**Extracted text**.
◇ ◇ ◇ ◇ ◇

As group general counsel at Barclays, Mark Harding is a powerful man about the City. The drama of the last two years has left his company in a strong position: Barclays declined the government’s offers of direct financial assistance, while Royal Bank of Scotland accepted a 70% taxpayer stake and Lloyds accepted a 43% taxpayer stake. Today, one Barclays share is worth around three and a half Lloyds shares, and around seven RBS shares.
Barclays’ failure to acquire ABN AMRO in 2007 turned out to be a blessing in disguise. The Dutch bank was acquired later that year by a consortium led by Sir Fred Goodwin’s Royal Bank of Scotland, but by 2009, the acquisition had cost RBS £20bn in goodwill writedowns – the fat end of the record £28bn in losses that RBS reported in January.
Barclays also weathered the storm by raising more than £5bn in October 2008 through the sale of a 32% stake to the Abu Dhabi royal family and two Qatari investors.
But the financial crisis hardly left Barclays unscathed. Harding says he has been at the coalface, advising the bank’s senior management on every major decision and on any potential fallout. To ease his workload, Harding created a new role of chief of staff, hiring Sue Brooks, formerly chief operating officer at Barclaycard Technology. Most importantly for law firms, she has taken responsibility for running Barclays’ mammoth panels.
But right now, peering out across the glass metropolis of Canary Wharf, one could be forgiven for thinking that little has changed. Standing outside Barclays’ 32-storey glass headquarters on a hazy summer afternoon, it is hard not to compare their solidity with the state of the once all-powerful Lehman Brothers.
In the lift up to the 29th floor, financial news flickers on a screen, below which is stuck a sheet of A4 paper displaying Barclays’ morning share price. Sharply dressed men and women carrying foolscap folders and Starbucks cups go quietly about their business.
We pass darkened, glass-fronted meeting rooms, filled with solemn faces, before sitting on brown leather couches in our own glass cube. Harding is not alone for this interview: Brooks sits next to me, while a press officer sits opposite, notebook at the ready. Harding reclines nonchalantly.

◇ ◇ ◇ ◇ ◇

**Given information**.
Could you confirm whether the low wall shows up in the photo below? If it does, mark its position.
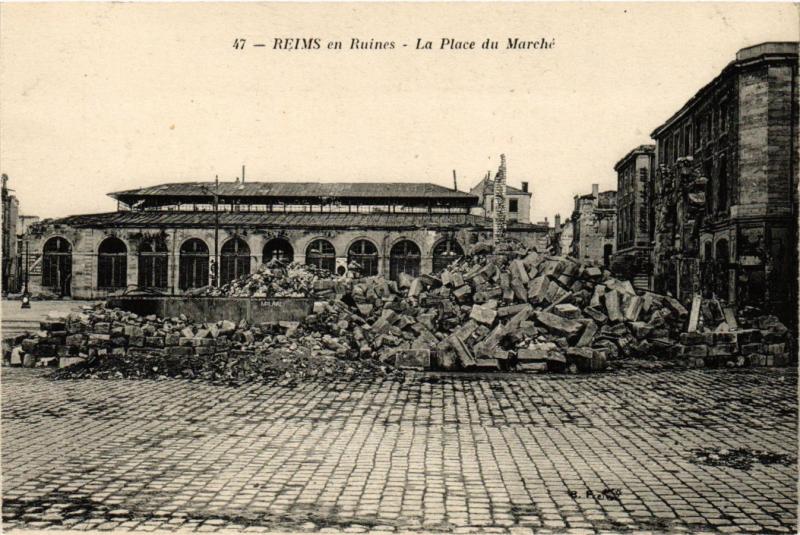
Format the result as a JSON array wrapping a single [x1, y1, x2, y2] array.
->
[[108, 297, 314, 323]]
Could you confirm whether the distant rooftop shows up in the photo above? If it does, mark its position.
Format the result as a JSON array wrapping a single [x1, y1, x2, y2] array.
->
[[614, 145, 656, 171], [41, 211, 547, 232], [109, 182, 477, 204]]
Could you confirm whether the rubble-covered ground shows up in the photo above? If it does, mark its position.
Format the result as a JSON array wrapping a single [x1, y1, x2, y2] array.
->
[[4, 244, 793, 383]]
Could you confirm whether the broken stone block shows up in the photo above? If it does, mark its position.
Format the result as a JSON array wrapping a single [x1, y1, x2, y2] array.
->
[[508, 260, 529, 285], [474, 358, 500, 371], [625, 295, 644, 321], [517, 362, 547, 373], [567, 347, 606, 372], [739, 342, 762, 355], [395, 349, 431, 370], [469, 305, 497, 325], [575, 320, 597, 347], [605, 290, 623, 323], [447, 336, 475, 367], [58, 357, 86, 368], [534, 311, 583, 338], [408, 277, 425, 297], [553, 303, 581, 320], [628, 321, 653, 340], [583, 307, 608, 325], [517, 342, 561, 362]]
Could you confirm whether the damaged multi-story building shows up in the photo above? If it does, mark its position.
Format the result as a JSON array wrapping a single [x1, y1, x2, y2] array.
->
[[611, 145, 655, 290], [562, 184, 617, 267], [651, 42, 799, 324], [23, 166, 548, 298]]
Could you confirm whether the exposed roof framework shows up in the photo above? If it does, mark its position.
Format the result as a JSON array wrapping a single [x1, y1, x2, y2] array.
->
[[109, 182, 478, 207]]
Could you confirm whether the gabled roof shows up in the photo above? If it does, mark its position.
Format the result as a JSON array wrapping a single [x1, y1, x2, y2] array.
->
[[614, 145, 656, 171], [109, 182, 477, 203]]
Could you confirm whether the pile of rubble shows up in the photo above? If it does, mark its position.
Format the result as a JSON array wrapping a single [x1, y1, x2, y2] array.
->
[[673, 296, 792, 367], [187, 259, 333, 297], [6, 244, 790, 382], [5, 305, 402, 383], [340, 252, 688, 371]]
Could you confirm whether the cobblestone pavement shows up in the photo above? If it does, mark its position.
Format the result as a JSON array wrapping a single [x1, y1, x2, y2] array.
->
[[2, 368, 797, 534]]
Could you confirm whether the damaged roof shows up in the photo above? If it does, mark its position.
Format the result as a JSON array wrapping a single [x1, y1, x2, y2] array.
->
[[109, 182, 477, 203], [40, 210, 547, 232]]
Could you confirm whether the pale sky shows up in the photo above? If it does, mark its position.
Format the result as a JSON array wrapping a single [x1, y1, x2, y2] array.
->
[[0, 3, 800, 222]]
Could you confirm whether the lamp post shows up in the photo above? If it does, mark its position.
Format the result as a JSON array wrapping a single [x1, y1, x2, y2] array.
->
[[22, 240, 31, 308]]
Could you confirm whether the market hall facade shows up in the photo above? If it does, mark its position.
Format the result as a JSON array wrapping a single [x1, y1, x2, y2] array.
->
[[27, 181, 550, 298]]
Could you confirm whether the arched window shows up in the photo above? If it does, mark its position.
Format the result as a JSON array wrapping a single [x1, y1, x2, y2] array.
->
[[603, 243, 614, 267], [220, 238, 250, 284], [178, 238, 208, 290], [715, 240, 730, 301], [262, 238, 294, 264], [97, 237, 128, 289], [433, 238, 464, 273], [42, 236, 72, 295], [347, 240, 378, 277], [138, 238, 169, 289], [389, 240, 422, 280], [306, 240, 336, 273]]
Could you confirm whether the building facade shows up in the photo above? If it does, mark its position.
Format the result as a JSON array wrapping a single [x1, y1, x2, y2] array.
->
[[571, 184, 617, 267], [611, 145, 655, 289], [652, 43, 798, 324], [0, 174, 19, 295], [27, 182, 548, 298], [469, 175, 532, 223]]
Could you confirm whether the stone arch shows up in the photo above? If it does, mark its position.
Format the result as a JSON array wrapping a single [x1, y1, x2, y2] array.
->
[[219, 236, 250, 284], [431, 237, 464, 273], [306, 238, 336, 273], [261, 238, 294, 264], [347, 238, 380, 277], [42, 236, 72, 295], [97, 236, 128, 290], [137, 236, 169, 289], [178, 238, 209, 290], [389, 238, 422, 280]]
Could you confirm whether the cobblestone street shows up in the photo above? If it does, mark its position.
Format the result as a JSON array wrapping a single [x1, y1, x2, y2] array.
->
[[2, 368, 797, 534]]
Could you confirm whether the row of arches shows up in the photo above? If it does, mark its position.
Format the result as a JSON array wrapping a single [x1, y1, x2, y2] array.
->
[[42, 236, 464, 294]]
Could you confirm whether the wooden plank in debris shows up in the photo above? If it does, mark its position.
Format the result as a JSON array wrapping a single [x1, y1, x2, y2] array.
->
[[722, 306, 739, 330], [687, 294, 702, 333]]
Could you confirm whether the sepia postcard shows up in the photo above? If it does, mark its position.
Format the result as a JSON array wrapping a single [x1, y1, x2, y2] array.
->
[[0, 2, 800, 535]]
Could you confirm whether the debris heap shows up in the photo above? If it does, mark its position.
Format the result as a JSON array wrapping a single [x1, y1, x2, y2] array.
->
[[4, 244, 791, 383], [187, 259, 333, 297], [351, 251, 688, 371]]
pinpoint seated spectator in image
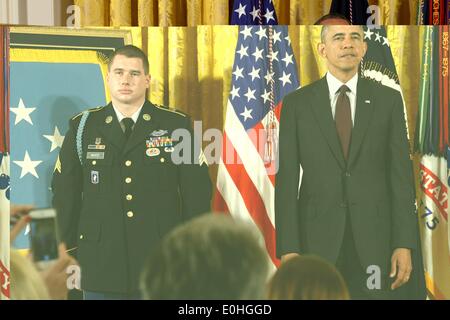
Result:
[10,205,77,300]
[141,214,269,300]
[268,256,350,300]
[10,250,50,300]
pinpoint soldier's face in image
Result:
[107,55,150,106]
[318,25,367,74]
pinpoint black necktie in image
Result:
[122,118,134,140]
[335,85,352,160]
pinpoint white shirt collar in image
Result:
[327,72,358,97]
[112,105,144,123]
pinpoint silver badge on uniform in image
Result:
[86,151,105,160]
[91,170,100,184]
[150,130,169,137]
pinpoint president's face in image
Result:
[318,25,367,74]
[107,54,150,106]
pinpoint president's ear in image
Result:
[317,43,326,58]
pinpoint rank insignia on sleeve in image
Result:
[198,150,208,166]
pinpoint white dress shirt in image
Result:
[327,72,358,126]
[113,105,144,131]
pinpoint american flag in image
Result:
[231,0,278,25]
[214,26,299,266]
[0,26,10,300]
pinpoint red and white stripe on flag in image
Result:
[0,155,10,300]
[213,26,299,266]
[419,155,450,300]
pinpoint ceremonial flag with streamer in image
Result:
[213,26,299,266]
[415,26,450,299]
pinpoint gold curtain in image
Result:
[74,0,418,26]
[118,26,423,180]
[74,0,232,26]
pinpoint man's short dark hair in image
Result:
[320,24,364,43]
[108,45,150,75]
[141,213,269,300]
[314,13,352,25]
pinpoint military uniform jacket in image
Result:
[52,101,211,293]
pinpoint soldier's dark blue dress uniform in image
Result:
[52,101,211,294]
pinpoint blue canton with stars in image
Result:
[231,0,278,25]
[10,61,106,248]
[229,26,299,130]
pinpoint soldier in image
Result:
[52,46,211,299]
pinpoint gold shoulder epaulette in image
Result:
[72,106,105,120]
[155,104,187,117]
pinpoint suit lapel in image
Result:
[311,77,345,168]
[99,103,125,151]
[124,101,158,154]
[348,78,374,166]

◇ ◇ ◇ ◇ ◇

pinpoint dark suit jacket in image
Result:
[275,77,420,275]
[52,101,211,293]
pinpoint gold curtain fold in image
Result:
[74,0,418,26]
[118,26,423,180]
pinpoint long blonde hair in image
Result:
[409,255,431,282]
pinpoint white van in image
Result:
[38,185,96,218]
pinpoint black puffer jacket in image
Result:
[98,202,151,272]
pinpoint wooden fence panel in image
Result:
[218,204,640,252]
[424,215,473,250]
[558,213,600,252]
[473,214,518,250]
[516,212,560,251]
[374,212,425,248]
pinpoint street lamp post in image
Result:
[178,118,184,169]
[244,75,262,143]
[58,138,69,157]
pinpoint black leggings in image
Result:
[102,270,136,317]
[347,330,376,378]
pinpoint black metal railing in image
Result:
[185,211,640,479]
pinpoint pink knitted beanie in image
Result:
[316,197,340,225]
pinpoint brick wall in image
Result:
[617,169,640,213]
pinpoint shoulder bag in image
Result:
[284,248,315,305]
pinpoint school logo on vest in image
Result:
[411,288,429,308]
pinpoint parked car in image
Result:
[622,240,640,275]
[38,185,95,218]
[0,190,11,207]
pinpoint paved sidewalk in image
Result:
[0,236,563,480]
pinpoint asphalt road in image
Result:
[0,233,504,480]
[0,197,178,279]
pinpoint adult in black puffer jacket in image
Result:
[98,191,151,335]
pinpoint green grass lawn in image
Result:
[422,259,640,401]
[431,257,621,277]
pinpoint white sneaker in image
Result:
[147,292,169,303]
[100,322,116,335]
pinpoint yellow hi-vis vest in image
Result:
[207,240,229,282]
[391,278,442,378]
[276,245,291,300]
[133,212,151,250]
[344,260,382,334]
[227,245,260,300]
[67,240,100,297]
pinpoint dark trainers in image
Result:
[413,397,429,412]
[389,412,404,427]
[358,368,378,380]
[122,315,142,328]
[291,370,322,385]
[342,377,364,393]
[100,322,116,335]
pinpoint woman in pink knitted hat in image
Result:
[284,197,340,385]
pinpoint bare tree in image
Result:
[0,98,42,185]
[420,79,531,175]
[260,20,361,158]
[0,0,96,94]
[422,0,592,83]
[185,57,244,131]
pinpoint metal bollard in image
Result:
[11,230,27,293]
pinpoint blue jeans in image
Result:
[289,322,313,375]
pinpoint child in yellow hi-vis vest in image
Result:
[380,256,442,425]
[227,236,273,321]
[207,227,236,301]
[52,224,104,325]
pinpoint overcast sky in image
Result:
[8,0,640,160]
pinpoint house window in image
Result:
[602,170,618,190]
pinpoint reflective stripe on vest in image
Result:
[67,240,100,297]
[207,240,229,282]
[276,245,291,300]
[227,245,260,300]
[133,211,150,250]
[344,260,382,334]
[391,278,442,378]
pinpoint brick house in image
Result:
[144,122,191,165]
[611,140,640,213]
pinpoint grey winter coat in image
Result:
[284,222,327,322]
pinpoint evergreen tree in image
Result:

◇ ◇ ◇ ◇ ◇

**Written tasks**.
1. Answer these questions from the article on Barclays:
(a) What percentage taxpayer stake did Royal Bank of Scotland accept?
(b) How much did Barclays raise in October 2008 by selling a 32% stake?
(c) To which floor does the lift go?
2. Transcribe the stretch of the article on Barclays from "As group general" through "reported in January.".

**Solved tasks**.
1.
(a) 70%
(b) More than £5bn
(c) The 29th floor

2.
As group general counsel at Barclays, Mark Harding is a powerful man about the City. The drama of the last two years has left his company in a strong position: Barclays declined the government’s offers of direct financial assistance, while Royal Bank of Scotland accepted a 70% taxpayer stake and Lloyds accepted a 43% taxpayer stake. Today, one Barclays share is worth around three and a half Lloyds shares, and around seven RBS shares.
Barclays’ failure to acquire ABN AMRO in 2007 turned out to be a blessing in disguise. The Dutch bank was acquired later that year by a consortium led by Sir Fred Goodwin’s Royal Bank of Scotland, but by 2009, the acquisition had cost RBS £20bn in goodwill writedowns – the fat end of the record £28bn in losses that RBS reported in January.